» Items listed in a dataset:
· · ·

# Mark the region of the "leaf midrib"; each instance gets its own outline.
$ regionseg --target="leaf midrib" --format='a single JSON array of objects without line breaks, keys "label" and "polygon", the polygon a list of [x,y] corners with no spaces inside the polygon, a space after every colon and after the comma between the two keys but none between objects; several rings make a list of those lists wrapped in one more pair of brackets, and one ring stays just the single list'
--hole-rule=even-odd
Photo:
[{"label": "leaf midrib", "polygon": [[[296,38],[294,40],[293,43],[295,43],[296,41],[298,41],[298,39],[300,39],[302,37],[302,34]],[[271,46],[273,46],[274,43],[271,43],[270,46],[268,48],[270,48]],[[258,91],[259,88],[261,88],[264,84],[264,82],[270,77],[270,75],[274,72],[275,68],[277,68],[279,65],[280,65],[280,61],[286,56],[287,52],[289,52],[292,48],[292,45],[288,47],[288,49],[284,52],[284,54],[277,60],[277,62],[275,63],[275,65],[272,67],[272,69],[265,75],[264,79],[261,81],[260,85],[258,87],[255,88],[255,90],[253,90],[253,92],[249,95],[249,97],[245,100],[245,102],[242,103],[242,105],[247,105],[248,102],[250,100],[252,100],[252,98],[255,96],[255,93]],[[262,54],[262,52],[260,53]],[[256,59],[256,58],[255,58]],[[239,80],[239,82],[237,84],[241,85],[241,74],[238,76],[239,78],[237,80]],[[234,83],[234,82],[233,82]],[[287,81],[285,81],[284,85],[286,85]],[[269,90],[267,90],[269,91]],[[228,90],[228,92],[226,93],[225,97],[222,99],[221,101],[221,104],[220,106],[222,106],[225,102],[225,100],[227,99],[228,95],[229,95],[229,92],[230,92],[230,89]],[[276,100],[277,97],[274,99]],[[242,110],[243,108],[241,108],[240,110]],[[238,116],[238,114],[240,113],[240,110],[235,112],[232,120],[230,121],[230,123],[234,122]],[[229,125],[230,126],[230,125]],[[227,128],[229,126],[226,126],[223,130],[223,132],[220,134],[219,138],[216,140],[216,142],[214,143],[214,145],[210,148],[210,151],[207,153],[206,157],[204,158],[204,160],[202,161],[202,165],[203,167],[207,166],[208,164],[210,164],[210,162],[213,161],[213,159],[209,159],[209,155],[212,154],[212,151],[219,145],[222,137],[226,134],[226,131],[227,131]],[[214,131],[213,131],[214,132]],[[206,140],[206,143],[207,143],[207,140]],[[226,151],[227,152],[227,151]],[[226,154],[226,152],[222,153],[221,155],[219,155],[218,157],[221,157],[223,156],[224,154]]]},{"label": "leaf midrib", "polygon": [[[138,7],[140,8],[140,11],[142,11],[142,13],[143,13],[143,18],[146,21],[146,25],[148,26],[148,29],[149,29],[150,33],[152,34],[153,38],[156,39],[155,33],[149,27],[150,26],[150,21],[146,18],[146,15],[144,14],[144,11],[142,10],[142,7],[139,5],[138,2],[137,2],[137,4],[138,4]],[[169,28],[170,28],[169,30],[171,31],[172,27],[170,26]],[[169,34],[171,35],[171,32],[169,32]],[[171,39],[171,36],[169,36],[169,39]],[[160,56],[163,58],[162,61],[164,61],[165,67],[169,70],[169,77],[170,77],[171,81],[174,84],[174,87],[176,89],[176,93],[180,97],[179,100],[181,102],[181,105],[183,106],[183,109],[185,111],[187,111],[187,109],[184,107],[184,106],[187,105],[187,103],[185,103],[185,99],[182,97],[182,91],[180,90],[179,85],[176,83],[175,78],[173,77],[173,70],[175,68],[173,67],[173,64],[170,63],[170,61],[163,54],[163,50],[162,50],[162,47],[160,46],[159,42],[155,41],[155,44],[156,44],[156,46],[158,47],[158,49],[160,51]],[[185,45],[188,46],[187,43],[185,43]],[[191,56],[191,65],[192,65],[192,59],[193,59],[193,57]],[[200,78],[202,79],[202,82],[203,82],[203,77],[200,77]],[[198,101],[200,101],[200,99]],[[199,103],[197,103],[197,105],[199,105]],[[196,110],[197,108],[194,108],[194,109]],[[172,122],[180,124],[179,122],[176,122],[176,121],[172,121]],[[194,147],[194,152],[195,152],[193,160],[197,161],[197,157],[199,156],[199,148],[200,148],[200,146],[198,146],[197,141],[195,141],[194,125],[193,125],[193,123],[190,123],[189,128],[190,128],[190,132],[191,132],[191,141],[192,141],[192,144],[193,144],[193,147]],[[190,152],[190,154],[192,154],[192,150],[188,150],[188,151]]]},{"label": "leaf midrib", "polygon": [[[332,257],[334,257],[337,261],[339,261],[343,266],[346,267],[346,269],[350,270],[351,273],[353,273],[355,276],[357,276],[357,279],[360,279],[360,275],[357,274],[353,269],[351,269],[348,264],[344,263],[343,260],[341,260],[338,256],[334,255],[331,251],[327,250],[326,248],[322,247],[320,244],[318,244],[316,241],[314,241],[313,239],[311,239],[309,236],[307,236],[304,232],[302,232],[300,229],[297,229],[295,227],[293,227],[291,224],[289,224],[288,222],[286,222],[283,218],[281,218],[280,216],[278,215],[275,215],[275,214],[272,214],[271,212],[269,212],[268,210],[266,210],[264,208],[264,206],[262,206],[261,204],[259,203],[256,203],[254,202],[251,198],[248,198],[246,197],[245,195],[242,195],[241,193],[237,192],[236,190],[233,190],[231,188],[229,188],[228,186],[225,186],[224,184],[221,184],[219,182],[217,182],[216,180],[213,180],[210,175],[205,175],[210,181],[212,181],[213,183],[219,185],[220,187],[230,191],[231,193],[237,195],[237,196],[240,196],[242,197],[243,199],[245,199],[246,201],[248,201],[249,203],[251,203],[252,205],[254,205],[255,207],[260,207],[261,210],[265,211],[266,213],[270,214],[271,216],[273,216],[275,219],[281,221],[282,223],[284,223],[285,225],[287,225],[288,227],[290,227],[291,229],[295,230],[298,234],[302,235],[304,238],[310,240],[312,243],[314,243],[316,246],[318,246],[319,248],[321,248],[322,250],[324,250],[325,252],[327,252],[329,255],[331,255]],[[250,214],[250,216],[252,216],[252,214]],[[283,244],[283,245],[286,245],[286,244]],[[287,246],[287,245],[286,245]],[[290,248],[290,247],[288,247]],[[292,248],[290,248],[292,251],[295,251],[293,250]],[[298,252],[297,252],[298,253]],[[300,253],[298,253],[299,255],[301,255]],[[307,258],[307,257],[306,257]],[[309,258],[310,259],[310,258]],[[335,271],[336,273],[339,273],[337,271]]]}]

· · ·

The records above are to be repeated in full, word for word.

# Mark the region of the "leaf midrib"; each instance gets its own outline.
$ regionseg --target="leaf midrib" --format='a single JSON array of objects without line breaks, keys "label" and "polygon", the polygon a list of [x,y] corners with no spaces inside the polygon, a space after every colon and after the comma between the two keys but none between objects; several rings make a list of those lists wrapped in one more pair of brackets, and one ring stays just the single list'
--hole-rule=even-odd
Photo:
[{"label": "leaf midrib", "polygon": [[[296,38],[294,40],[293,43],[295,43],[296,41],[298,41],[298,39],[300,39],[302,37],[302,34]],[[271,46],[273,46],[274,43],[271,43],[270,46],[268,48],[270,48]],[[258,91],[259,88],[261,88],[264,84],[264,82],[270,77],[270,75],[274,72],[275,68],[277,68],[279,65],[280,65],[280,61],[286,56],[287,52],[289,52],[292,48],[292,45],[288,47],[288,49],[284,52],[284,54],[277,60],[277,62],[275,63],[275,65],[272,67],[272,69],[265,75],[264,79],[261,81],[260,85],[258,87],[255,88],[255,90],[253,90],[253,92],[249,95],[249,97],[245,100],[245,102],[242,103],[242,105],[247,105],[248,102],[250,100],[252,100],[252,98],[255,96],[255,93]],[[262,54],[262,52],[260,53]],[[256,59],[256,58],[255,58]],[[239,80],[239,82],[237,84],[241,85],[241,74],[238,76],[239,78],[237,80]],[[234,83],[234,82],[233,82]],[[287,81],[285,81],[284,85],[286,85]],[[269,90],[267,90],[269,91]],[[228,90],[228,92],[226,93],[225,97],[222,99],[221,101],[221,104],[220,106],[222,106],[225,102],[225,100],[227,99],[228,95],[229,95],[229,92],[230,92],[230,89]],[[276,100],[277,97],[274,99]],[[242,110],[243,108],[241,108],[240,110]],[[238,116],[238,114],[240,113],[240,110],[235,112],[232,120],[230,121],[230,123],[234,122]],[[229,125],[230,126],[230,125]],[[227,128],[229,126],[226,126],[223,130],[223,132],[220,134],[219,138],[216,140],[216,142],[214,143],[214,145],[210,148],[210,151],[207,153],[206,157],[204,158],[204,160],[202,161],[202,165],[203,167],[207,166],[208,164],[210,164],[210,162],[213,161],[213,159],[209,159],[209,155],[212,154],[212,151],[219,145],[222,137],[226,134],[226,131],[227,131]],[[214,131],[213,131],[214,132]],[[206,140],[206,143],[207,143],[207,140]],[[226,151],[227,152],[227,151]],[[226,154],[226,152],[222,153],[221,155],[219,155],[218,157],[221,157],[223,156],[224,154]]]},{"label": "leaf midrib", "polygon": [[[138,7],[140,8],[140,11],[142,11],[142,13],[143,13],[143,18],[146,21],[146,25],[148,26],[148,29],[149,29],[150,33],[152,34],[153,38],[156,39],[155,33],[149,27],[150,26],[150,21],[146,18],[146,15],[144,14],[144,11],[142,10],[142,7],[139,5],[138,2],[137,2],[137,4],[138,4]],[[169,28],[170,28],[169,30],[171,31],[172,27],[170,26]],[[169,34],[171,35],[171,32],[169,32]],[[171,39],[171,36],[169,36],[169,39]],[[160,56],[163,58],[162,61],[164,61],[165,67],[169,70],[169,77],[170,77],[171,81],[174,84],[174,87],[176,89],[176,93],[180,97],[179,100],[181,102],[181,105],[183,106],[183,109],[185,111],[187,111],[187,109],[184,107],[184,106],[187,105],[187,103],[185,103],[185,99],[182,97],[182,91],[180,90],[179,85],[176,83],[175,78],[173,77],[173,70],[175,68],[173,67],[173,64],[170,63],[170,61],[163,54],[163,50],[162,50],[162,47],[160,46],[159,42],[155,41],[155,44],[156,44],[156,46],[158,47],[158,49],[160,51]],[[185,45],[188,46],[187,43],[185,43]],[[191,56],[191,65],[192,65],[192,59],[193,59],[193,57]],[[200,78],[202,79],[202,82],[203,82],[203,77],[200,77]],[[198,101],[200,101],[200,99]],[[199,103],[197,103],[197,105],[199,105]],[[196,110],[197,108],[194,108],[194,109]],[[172,122],[180,124],[179,122],[176,122],[176,121],[172,121]],[[194,147],[194,152],[195,152],[193,160],[197,161],[197,157],[199,156],[199,148],[200,148],[200,146],[198,146],[197,141],[195,141],[194,125],[193,125],[193,123],[190,123],[189,128],[190,128],[190,132],[191,132],[191,141],[192,141],[192,144],[193,144],[193,147]],[[190,152],[190,154],[192,154],[192,150],[188,150],[188,151]]]},{"label": "leaf midrib", "polygon": [[[332,257],[334,257],[337,261],[339,261],[343,266],[346,267],[346,269],[350,270],[351,273],[353,273],[355,276],[357,276],[357,279],[360,279],[360,275],[357,274],[353,269],[351,269],[348,264],[344,263],[343,260],[341,260],[338,256],[334,255],[331,251],[327,250],[326,248],[322,247],[320,244],[318,244],[316,241],[314,241],[313,239],[311,239],[309,236],[307,236],[304,232],[302,232],[300,229],[297,229],[295,227],[293,227],[291,224],[289,224],[288,222],[286,222],[283,218],[281,218],[280,216],[278,215],[275,215],[275,214],[272,214],[271,212],[269,212],[268,210],[266,210],[264,208],[264,206],[262,206],[261,204],[259,203],[256,203],[254,202],[251,198],[248,198],[246,197],[245,195],[242,195],[241,193],[237,192],[236,190],[233,190],[231,188],[229,188],[228,186],[225,186],[224,184],[221,184],[219,182],[217,182],[216,180],[213,180],[210,175],[205,175],[210,181],[212,181],[213,183],[219,185],[220,187],[230,191],[231,193],[237,195],[237,196],[240,196],[242,197],[243,199],[245,199],[246,201],[248,201],[249,203],[251,203],[252,205],[254,205],[255,207],[260,207],[261,210],[265,211],[266,213],[270,214],[271,216],[273,216],[275,219],[281,221],[282,223],[284,223],[285,225],[287,225],[288,227],[290,227],[291,229],[295,230],[298,234],[302,235],[304,238],[310,240],[312,243],[314,243],[316,246],[318,246],[319,248],[321,248],[322,250],[324,250],[325,252],[327,252],[329,255],[331,255]],[[250,214],[250,216],[252,216],[252,214]],[[283,244],[283,245],[286,245],[286,244]],[[287,246],[287,245],[286,245]],[[290,248],[290,247],[288,247]],[[292,248],[290,248],[292,251],[295,251],[293,250]],[[298,252],[297,252],[298,253]],[[300,253],[298,253],[299,255],[301,255]],[[307,258],[307,257],[306,257]],[[309,258],[310,259],[310,258]],[[335,271],[336,273],[339,273],[337,271]]]}]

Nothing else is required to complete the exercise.